Work order
From the data below, return the exact lines starting at the line containing "emit: a list" and ending at the line containing "inside_test: even-odd", both included, and nothing else.

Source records
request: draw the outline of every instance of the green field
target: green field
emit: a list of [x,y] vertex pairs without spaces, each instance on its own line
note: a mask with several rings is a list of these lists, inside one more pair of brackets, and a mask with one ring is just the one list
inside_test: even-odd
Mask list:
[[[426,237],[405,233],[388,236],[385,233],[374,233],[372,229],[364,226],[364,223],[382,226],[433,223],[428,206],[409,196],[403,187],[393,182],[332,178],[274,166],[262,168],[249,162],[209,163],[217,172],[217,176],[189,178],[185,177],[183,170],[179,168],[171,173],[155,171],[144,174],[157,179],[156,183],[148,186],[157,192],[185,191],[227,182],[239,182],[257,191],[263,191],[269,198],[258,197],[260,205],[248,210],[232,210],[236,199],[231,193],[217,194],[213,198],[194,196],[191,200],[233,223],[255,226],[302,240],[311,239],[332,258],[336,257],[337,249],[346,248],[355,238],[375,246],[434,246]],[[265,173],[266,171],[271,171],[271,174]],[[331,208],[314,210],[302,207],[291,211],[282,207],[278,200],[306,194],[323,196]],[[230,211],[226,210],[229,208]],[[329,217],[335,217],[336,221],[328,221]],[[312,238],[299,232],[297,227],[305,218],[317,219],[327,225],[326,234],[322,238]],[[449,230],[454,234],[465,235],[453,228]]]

Problem solution
emit: a list of [x,y] vertex pairs without spaces, each instance on its own line
note: a mask with several rings is a list of these lists, inside one more pair of brackets, and a mask with one ring is just the one list
inside_test: even-odd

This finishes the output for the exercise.